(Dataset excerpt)
----------------------------------------

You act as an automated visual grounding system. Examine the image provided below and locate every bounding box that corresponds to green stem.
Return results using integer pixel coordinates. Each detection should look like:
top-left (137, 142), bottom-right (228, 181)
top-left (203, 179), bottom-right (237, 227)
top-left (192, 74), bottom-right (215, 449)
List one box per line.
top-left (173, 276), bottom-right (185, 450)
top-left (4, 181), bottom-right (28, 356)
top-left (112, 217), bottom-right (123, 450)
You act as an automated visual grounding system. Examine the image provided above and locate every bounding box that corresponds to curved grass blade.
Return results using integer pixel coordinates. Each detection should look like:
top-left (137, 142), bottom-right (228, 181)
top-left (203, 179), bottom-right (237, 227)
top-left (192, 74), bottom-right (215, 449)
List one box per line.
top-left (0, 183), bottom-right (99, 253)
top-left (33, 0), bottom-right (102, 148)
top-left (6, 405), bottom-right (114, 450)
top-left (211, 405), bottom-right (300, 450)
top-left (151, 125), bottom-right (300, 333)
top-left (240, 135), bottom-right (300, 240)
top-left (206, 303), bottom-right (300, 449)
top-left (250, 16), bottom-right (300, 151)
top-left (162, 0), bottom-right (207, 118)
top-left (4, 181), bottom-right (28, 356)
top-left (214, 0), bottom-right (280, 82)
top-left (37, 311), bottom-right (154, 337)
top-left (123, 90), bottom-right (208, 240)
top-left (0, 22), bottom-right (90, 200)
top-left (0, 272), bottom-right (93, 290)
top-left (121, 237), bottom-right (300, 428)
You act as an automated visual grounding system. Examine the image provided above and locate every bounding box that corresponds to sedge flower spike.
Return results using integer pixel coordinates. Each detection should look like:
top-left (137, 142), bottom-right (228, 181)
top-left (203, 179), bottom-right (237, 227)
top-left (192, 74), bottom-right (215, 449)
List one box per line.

----------------------------------------

TASK
Reproduce every row above, swapping each occurrence of "integer pixel coordinates" for "whole-number pixel coordinates" and leaving everything else unchanged.

WORKED ANSWER
You act as an automated visual grounding system. Examine the image provided below and locate every bounding box that corresponds to green stem.
Return results using whole-number pixel coordinates. Each detection should look like:
top-left (137, 142), bottom-right (228, 181)
top-left (203, 179), bottom-right (237, 227)
top-left (192, 74), bottom-right (215, 449)
List one box per line.
top-left (173, 276), bottom-right (185, 450)
top-left (4, 181), bottom-right (28, 356)
top-left (112, 217), bottom-right (123, 450)
You act as an automated visual grounding system. Examine the image provided above and locate every bounding box that corresponds to curved grass blade.
Return results using whole-number pixel coordinates. Each detection should look like:
top-left (137, 142), bottom-right (228, 181)
top-left (203, 179), bottom-right (237, 227)
top-left (192, 74), bottom-right (215, 449)
List one box per line.
top-left (0, 183), bottom-right (99, 253)
top-left (33, 0), bottom-right (102, 148)
top-left (6, 405), bottom-right (114, 450)
top-left (211, 405), bottom-right (300, 450)
top-left (151, 125), bottom-right (300, 333)
top-left (240, 135), bottom-right (300, 240)
top-left (206, 303), bottom-right (300, 449)
top-left (250, 16), bottom-right (300, 151)
top-left (162, 0), bottom-right (207, 118)
top-left (4, 181), bottom-right (28, 356)
top-left (214, 0), bottom-right (280, 82)
top-left (37, 311), bottom-right (154, 337)
top-left (123, 90), bottom-right (208, 240)
top-left (0, 22), bottom-right (90, 200)
top-left (0, 272), bottom-right (93, 290)
top-left (121, 237), bottom-right (300, 428)
You act as an automated visual grounding system. Examine the image provided above and locate every bounding box that corresponds to sedge flower spike.
Return results using whole-number pixel coordinates. Each detection should look like:
top-left (137, 142), bottom-right (228, 181)
top-left (203, 179), bottom-right (237, 227)
top-left (192, 74), bottom-right (215, 449)
List one box per line.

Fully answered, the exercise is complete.